> [DATA FOR REVIEW]
──────────
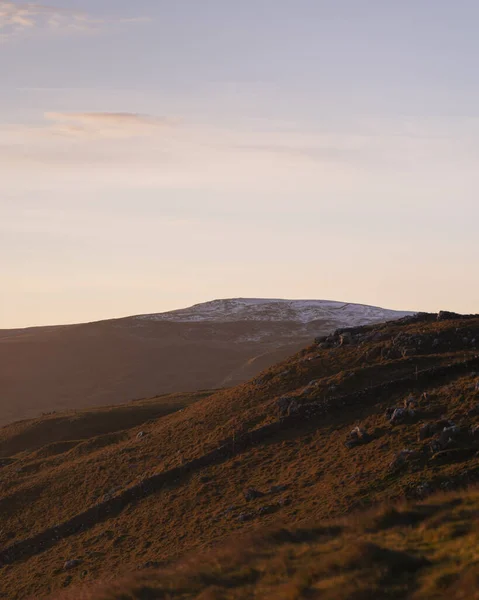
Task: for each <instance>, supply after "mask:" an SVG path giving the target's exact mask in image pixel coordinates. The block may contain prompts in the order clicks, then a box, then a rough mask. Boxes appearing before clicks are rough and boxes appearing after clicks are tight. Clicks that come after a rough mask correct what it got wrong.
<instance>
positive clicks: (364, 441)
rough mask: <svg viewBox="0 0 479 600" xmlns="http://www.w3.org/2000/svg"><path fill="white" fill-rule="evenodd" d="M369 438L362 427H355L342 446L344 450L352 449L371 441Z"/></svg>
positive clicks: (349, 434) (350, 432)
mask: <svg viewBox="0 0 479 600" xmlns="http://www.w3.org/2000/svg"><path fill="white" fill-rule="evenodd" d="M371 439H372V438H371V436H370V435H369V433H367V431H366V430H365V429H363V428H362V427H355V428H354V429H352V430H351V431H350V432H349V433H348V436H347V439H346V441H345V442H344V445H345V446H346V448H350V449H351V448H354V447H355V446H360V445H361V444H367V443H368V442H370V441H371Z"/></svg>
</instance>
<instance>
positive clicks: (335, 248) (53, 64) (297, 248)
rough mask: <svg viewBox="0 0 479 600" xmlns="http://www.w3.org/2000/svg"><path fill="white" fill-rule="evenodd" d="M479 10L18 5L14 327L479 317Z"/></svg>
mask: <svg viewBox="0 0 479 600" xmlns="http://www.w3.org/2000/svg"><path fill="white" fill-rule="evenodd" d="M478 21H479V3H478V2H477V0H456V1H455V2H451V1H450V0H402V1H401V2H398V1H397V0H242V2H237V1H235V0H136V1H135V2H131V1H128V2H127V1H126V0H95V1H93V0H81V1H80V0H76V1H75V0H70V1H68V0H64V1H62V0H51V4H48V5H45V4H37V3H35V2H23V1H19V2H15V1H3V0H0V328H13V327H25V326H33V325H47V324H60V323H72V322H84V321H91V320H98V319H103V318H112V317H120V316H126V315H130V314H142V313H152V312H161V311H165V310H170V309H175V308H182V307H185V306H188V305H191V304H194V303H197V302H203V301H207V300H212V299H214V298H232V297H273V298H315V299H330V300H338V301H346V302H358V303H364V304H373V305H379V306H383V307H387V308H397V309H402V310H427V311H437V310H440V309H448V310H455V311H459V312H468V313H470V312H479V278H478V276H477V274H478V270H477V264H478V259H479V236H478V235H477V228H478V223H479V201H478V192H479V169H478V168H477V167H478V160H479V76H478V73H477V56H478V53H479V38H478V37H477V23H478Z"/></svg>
──────────
> [TRY IT] From the first line of the entries down to the line with "positive clicks: (335, 248)", print each line exactly; omit any picture.

> [RESPONSE TO THIS TASK]
Task: for each <instance>, supply after "mask:" an SVG path giving the target's exact mask in image pixel coordinates. The block may contain prompts in the order clicks, then a box, then a rough mask. Boxes appearing before clicks are rough and boxes appearing after clicks are tight. Clicks that come after a rough mask correct what it got wrong.
<instance>
positive clicks: (364, 441)
rough mask: <svg viewBox="0 0 479 600" xmlns="http://www.w3.org/2000/svg"><path fill="white" fill-rule="evenodd" d="M369 438L362 427H355L342 446L344 450L352 449L371 441Z"/></svg>
positive clicks: (349, 434) (350, 432)
mask: <svg viewBox="0 0 479 600" xmlns="http://www.w3.org/2000/svg"><path fill="white" fill-rule="evenodd" d="M371 439H372V438H371V436H370V435H369V433H367V431H366V430H365V429H363V428H362V427H355V428H354V429H352V430H351V431H350V432H349V433H348V436H347V439H346V441H345V442H344V445H345V446H346V448H350V449H351V448H354V447H355V446H360V445H361V444H367V443H368V442H370V441H371Z"/></svg>
</instance>
<instance>
positive clicks: (335, 248) (53, 64) (297, 248)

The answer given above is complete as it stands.